## [Raw data]
--- START ---
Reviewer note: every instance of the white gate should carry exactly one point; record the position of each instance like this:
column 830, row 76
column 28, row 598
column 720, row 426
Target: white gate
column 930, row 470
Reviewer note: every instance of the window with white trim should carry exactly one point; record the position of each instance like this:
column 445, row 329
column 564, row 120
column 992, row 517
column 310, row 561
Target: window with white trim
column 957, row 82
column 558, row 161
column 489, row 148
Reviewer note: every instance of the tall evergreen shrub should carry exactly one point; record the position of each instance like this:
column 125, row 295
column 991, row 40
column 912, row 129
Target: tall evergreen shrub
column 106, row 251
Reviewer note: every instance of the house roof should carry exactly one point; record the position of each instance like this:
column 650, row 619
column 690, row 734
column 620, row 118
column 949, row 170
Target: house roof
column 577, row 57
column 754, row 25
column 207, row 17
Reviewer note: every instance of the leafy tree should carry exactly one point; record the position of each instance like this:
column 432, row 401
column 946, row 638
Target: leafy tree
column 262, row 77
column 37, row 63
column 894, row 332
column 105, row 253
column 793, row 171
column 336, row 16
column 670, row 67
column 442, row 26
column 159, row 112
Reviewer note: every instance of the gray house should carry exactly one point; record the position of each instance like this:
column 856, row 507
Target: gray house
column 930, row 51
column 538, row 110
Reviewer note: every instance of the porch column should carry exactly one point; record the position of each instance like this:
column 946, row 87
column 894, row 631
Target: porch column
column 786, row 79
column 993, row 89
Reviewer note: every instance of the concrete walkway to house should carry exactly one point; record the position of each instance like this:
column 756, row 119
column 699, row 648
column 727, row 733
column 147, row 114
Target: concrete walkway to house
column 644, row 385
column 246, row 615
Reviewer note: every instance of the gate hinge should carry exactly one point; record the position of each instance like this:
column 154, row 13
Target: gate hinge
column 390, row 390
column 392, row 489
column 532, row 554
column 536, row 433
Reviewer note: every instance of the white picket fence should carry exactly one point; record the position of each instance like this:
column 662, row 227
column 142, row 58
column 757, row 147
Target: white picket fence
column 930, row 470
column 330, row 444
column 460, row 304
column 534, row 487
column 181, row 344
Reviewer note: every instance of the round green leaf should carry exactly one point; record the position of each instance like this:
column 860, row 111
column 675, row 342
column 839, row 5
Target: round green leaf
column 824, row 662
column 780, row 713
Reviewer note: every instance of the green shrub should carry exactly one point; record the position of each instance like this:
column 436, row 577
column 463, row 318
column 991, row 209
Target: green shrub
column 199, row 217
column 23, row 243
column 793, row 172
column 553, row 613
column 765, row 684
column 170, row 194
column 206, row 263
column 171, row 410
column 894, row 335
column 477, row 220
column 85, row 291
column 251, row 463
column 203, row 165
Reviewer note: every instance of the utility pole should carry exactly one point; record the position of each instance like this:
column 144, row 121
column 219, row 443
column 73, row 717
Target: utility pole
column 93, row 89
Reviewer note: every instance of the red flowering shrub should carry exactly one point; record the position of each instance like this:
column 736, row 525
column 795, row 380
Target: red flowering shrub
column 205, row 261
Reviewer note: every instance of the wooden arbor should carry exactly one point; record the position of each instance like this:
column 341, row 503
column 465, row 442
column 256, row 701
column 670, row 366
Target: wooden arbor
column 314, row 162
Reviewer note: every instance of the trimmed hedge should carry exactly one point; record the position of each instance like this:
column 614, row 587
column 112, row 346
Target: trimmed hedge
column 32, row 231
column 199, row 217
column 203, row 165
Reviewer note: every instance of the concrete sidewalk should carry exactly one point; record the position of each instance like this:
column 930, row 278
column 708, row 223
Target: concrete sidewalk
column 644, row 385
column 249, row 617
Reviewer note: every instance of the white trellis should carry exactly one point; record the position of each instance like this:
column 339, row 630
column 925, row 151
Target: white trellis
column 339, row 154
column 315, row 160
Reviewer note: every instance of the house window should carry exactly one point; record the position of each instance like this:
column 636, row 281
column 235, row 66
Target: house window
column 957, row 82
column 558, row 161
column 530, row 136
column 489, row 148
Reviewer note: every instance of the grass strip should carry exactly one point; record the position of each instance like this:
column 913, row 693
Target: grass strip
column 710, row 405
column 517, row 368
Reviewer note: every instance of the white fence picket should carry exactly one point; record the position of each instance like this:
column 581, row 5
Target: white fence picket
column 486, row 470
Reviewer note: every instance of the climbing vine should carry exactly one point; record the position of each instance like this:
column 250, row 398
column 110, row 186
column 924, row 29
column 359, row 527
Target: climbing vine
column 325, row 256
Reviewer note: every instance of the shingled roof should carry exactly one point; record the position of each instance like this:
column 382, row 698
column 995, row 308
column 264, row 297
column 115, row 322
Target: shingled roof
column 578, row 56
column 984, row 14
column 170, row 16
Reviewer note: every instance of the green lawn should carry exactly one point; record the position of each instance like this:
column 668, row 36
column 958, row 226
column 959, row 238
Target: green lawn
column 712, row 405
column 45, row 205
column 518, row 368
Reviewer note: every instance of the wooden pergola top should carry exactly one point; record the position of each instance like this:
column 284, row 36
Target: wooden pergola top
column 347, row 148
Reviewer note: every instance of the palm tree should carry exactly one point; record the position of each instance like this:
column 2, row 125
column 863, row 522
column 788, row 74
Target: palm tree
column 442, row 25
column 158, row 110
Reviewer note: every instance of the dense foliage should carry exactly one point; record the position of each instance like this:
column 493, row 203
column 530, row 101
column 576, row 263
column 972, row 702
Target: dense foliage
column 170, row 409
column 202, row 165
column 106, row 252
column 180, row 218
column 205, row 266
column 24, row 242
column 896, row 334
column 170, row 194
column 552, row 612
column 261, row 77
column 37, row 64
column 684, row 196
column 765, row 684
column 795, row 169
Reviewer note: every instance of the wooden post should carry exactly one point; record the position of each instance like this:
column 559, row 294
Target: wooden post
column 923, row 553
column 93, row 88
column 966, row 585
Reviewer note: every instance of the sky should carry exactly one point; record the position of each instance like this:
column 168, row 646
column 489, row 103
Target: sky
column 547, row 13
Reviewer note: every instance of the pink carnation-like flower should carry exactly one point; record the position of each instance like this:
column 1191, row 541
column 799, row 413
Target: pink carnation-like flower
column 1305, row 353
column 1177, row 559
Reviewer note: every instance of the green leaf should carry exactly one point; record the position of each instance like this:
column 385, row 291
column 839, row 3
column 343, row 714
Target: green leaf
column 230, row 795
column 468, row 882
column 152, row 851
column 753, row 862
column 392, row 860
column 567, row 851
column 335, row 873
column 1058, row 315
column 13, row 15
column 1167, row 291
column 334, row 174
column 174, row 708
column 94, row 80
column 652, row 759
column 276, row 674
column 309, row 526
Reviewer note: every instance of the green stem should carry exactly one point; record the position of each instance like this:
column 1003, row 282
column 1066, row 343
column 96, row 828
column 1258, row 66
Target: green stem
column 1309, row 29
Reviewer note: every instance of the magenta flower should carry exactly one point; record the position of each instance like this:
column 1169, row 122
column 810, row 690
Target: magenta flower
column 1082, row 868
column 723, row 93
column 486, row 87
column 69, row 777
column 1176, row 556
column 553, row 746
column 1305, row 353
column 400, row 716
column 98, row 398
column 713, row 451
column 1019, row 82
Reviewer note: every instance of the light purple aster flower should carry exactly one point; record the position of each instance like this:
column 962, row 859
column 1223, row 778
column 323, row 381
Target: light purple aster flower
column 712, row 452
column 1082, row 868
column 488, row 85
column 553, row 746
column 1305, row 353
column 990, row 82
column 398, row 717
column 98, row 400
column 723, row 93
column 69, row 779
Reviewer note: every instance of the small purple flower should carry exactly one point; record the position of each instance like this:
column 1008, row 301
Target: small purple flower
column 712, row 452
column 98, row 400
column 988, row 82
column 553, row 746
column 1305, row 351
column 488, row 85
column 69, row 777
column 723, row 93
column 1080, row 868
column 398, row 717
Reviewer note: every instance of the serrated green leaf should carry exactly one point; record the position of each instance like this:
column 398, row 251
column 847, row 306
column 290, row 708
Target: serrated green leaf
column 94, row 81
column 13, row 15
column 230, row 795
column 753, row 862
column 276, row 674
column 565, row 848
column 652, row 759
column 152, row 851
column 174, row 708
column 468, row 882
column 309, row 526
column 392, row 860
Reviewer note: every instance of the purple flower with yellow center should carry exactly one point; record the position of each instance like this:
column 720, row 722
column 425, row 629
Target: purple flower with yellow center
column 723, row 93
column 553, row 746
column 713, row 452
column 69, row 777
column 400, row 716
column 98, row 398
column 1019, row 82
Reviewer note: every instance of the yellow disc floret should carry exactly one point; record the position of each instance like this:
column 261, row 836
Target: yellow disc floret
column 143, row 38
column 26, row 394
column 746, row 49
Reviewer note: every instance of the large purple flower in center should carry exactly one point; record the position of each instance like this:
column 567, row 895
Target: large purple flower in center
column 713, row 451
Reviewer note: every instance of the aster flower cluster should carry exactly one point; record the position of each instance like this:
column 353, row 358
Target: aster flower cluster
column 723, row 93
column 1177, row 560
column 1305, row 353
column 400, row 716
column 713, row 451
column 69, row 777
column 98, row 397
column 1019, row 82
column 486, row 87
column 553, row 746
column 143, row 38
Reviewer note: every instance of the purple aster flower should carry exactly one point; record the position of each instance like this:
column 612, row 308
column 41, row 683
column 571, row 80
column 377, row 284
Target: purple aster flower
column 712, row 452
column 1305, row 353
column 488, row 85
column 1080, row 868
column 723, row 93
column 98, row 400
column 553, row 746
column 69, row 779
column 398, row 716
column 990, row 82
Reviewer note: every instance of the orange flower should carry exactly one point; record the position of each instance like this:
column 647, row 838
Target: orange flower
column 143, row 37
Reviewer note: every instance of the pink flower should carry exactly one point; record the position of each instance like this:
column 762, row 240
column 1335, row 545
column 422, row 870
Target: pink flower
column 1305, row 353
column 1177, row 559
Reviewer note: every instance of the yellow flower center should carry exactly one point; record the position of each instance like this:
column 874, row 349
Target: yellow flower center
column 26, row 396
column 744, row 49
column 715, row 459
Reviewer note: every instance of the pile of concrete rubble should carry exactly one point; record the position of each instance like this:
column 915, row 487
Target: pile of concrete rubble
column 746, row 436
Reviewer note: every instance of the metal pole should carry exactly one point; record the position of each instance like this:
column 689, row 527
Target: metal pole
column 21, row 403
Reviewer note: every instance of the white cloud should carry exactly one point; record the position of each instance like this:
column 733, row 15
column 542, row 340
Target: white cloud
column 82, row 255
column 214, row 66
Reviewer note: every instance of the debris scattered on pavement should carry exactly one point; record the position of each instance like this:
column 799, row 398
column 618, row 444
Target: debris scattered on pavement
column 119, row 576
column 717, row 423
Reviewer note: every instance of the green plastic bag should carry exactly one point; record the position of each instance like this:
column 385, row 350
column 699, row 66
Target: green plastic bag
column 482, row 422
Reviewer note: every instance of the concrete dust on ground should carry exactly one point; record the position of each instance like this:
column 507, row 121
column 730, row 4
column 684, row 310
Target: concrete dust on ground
--- END ---
## [Task details]
Copy everything from the line containing "Reviewer note: every instance of the climbing" down to the line containing "column 158, row 110", changing "palm tree" to "coconut palm" and leaving the rest as it stands.

## [Exercise result]
Reviewer note: every instance of the climbing vine should carry exactly one point; record the position of each instance like this:
column 250, row 398
column 110, row 186
column 924, row 29
column 359, row 527
Target: climbing vine
column 325, row 256
Reviewer note: every instance of the shingled roof should carry exactly one point; record the position of each instance like this:
column 382, row 698
column 995, row 308
column 264, row 297
column 115, row 322
Target: shingled roof
column 578, row 56
column 984, row 14
column 170, row 16
Reviewer note: every instance of the green lawn should carry exactly one point; record the position of each instance like this:
column 668, row 36
column 958, row 226
column 959, row 238
Target: green lawn
column 712, row 405
column 45, row 205
column 518, row 368
Reviewer note: every instance of the wooden pergola top should carry exactly one point; record the position of each instance like this:
column 284, row 36
Target: wooden pergola top
column 347, row 148
Reviewer note: every instance of the coconut palm should carry exactly one point; record the position of each instance like this:
column 2, row 125
column 863, row 522
column 788, row 74
Target: coconut palm
column 442, row 25
column 158, row 110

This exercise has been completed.